» **Set problem**: Print the listing below line for line, with no changes.

**** Input rows ****

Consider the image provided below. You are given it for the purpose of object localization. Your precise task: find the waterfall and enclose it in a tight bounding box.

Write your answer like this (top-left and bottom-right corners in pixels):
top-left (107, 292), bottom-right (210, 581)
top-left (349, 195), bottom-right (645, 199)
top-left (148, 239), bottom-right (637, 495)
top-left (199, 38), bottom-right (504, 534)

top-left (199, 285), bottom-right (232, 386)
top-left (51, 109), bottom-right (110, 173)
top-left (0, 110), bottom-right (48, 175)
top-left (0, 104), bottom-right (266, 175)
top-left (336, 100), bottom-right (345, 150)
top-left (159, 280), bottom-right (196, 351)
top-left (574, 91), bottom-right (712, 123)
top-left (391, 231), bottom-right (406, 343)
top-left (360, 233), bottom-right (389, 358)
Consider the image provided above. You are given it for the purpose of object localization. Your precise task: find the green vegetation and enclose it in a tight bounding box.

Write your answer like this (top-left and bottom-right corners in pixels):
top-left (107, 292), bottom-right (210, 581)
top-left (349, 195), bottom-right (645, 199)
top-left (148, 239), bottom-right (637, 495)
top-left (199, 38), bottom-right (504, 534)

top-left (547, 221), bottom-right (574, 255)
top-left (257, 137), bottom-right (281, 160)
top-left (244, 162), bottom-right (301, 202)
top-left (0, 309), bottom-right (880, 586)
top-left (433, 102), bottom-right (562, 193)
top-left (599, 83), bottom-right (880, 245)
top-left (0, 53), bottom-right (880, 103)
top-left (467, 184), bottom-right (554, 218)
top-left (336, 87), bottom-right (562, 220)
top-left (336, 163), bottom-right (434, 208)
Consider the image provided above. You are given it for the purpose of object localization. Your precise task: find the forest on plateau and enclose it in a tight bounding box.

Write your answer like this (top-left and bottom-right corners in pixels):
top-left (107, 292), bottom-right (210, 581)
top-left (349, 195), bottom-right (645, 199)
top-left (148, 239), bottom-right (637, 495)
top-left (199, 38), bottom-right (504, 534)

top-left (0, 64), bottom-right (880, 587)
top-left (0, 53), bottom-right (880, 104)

****

» **Written answer**:
Consider the image provided below. You are given it for the purpose of object localization. Your precise task: find the waterfall and enclose it in a tight bounding box.

Write your answer like this (top-left and bottom-right corners in pixels):
top-left (107, 292), bottom-right (210, 581)
top-left (349, 195), bottom-right (645, 199)
top-left (148, 239), bottom-right (637, 495)
top-left (199, 38), bottom-right (504, 534)

top-left (199, 285), bottom-right (232, 386)
top-left (51, 109), bottom-right (110, 173)
top-left (0, 110), bottom-right (48, 175)
top-left (0, 104), bottom-right (266, 175)
top-left (336, 100), bottom-right (345, 150)
top-left (159, 280), bottom-right (196, 351)
top-left (574, 91), bottom-right (712, 123)
top-left (391, 231), bottom-right (406, 343)
top-left (360, 233), bottom-right (389, 358)
Consider the image provided above. You are given it for the purpose of object localization. Your precise task: find the green vegetation and enclose it in a tight bounding box.

Write your answer like this (top-left and bottom-right corners in pixels):
top-left (107, 292), bottom-right (210, 581)
top-left (349, 195), bottom-right (645, 199)
top-left (148, 239), bottom-right (637, 495)
top-left (199, 38), bottom-right (504, 534)

top-left (547, 221), bottom-right (574, 255)
top-left (257, 137), bottom-right (281, 160)
top-left (244, 162), bottom-right (301, 202)
top-left (0, 309), bottom-right (880, 586)
top-left (433, 102), bottom-right (562, 193)
top-left (599, 83), bottom-right (880, 245)
top-left (0, 53), bottom-right (880, 103)
top-left (467, 184), bottom-right (554, 218)
top-left (336, 87), bottom-right (562, 220)
top-left (336, 163), bottom-right (434, 208)
Consider the image provided above. You are given it for the purpose of object localization. Your precise task: find the forest on plateau and enclose it in a tight bounding box.

Write your answer like this (top-left and bottom-right corners in pixels):
top-left (107, 292), bottom-right (210, 581)
top-left (349, 195), bottom-right (645, 199)
top-left (148, 239), bottom-right (637, 495)
top-left (199, 38), bottom-right (504, 534)

top-left (0, 64), bottom-right (880, 587)
top-left (0, 53), bottom-right (880, 104)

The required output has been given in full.